Quellenauszug -
■ ■ ■ ■ ■

Der Pflegeversicherung droht ein Milliardendefizit. Eine Bund-Länder-Gruppe soll Reformvorschläge erarbeiten – nicht eingeladen sind Vertreter der Praxis.

Nogger dir einen: Wenn die Fragen in der Pflege geklärt sind, muss auch das gehen Foto: Sebastian Kahnert/dpa

Die gesetzliche Pflegeversicherung steckt in der Krise: Es fehlen Milliarden, und die Beitragssätze steigen. Eine neue Arbeitsgruppe von Bund und Ländern soll jetzt Vorschläge für eine Reform der Finanzen erarbeiten. Am Montag kamen die Ver­tre­te­r*in­nen zum Auftakttreffen bei Gesundheitsministerin Nina Warken (CDU) in Berlin zusammen, Ende des Jahres sollen Ergebnisse präsentiert werden.

Die finanziellen Lücken sind nicht neu. Anfang 2025 hatte die Pflegeversicherung deshalb zuletzt die Beiträge erhöht. Dieses Jahr gibt es so nur ein kleines Minus. Doch 2026 wird ein Defizit von 3,5 Milliarden Euro erwartet, bis 2029 fehlen laut Bundesrechnungshof 12 Milliarden Euro. Im Bundeshaushalt sind Finanzspritzen vorgesehen – allerdings zu wenig: In diesem Jahr will die Bundesregierung 500 Millionen Euro zuschießen, 2026 sollen zusätzliche 1,5 Milliarden kommen. Zusätzliche Mittel könnte der Bundestag bereitstellen, andernfalls müssten spätestens 2026 erneut die Beiträge erhöht werden, erklärte Warken.

Ein Grund ist, dass die Zahl der Pflegebedürftigen stark steigt – von 4 Millionen 2019 auf 5,6 Millionen Menschen heute. 2055 werden es laut Berechnungen 7,6 Millionen Pflegebedürftige sein. Die Kosten steigen, auch weil dringend benötigte Pflegekräfte besser bezahlt werden. Einen immer größeren Teil für die Pflege im Heim müssen Pflegebedürftige selbst bezahlen. Im ersten Jahr sind es durchschnittlich fast 3.000 Euro pro Monat. Mehr als ein Drittel der rund 800.000 Pflegebedürftigen in Heimen ist auf Sozialhilfe angewiesen, Tendenz steigend.

Die Probleme dürfen nicht weiter in die Zukunft vertagt werden

Andreas Wedeking, Caritas

Das alles soll jetzt also die Kommission angehen, darauf haben sich SPD und Union im Koalitionsvertrag geeinigt. Neben Warken gehört der Arbeitsgruppe auch Familienministerin Karin Prien (CDU) an, für die Bundesländer sind die zuständigen Res­sort­che­f*in­nen dabei. Außerdem nehmen die kommunalen Spitzenverbände teil.

Ver­tre­te­r*in­nen der Praxis fehlen in der Kommission

Nicht zur Kommission geladen sind dagegen die Ver­tre­te­r*in­nen der Trägerverbände. Das kritisiert Andreas Wedeking, Geschäftsführer des Verbands katholischer Altenhilfe innerhalb der Caritas. Die Kostenträger und Leistungserbringer müssten mit an den Tisch, fordert er, die Praxis müsse gehört werden, Lösungen könne die Politik nicht alleine bestimmen. Immerhin seien aber die Kommunen vertreten, die später für die Umsetzung vieler Maßnahmen zuständig sind.

■ ■ ■ ■ ■

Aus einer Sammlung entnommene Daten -
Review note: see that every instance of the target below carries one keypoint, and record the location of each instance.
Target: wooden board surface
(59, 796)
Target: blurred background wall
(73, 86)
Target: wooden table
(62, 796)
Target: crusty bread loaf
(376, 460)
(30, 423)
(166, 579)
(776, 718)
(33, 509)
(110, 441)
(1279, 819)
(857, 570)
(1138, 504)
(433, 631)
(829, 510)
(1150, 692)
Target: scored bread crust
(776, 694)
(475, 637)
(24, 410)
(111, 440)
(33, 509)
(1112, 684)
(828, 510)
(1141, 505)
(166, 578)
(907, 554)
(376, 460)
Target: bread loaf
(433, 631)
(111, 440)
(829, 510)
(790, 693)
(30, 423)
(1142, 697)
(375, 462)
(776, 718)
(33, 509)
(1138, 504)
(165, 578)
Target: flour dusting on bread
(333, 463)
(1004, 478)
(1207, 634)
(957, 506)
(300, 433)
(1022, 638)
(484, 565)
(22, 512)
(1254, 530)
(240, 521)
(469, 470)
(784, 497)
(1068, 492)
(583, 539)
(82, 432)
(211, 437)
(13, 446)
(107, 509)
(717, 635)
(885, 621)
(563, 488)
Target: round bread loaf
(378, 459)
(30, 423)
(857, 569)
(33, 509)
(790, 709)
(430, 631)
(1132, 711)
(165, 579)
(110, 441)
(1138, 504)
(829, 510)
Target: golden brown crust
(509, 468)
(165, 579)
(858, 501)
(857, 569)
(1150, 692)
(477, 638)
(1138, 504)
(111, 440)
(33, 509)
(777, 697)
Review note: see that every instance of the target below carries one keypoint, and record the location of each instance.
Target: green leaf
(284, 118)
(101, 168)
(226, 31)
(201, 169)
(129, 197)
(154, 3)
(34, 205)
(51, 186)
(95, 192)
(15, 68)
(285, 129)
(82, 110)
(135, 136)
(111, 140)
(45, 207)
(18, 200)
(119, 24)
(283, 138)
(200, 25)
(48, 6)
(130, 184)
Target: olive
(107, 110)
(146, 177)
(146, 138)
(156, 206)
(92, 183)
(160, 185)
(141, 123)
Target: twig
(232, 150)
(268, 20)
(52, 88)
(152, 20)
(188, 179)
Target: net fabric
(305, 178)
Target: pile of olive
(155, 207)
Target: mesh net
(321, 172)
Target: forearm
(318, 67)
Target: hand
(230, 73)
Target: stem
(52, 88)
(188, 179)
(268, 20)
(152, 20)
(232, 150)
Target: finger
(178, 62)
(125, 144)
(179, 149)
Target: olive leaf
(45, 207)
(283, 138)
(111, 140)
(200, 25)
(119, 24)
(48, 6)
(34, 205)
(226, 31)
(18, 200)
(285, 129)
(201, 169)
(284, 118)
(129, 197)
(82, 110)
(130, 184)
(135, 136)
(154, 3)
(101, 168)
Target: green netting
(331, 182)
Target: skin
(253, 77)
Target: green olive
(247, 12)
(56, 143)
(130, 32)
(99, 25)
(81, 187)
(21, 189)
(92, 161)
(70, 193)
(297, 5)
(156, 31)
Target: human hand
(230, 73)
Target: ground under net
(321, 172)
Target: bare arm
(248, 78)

■ ■ ■ ■ ■

Zu bearbeitende Aufgaben -
- A) Geben Sie aus dem Text zur Pflegeversicherung die Passage von „Nicht zur Kommission“ bis „Maßnahmen zuständig sind.“ wieder, wobei Sie „Kommunen“ durch „Städte“ ersetzen.
- B) Weshalb fällt das Minus der Pflegeversicherung laut dem Text zur Pflegeversicherung in diesem Jahr nur klein aus?
Die Zeilen werden zur Bearbeitung nicht benötigt.

Richtige Lösungen -
- A)
Nicht zur Kommission geladen sind dagegen die Ver­tre­te­r*in­nen der Trägerverbände. Das kritisiert Andreas Wedeking, Geschäftsführer des Verbands katholischer Altenhilfe innerhalb der Caritas. Die Kostenträger und Leistungserbringer müssten mit an den Tisch, fordert er, die Praxis müsse gehört werden, Lösungen könne die Politik nicht alleine bestimmen. Immerhin seien aber die Städte vertreten, die später für die Umsetzung vieler Maßnahmen zuständig sind.

- B) Wegen der finanziellen Lücken hatte die Pflegeversicherung Anfang 2025 die Beiträge erhöht. Deshalb gibt es dieses Jahr nur ein kleines Minus.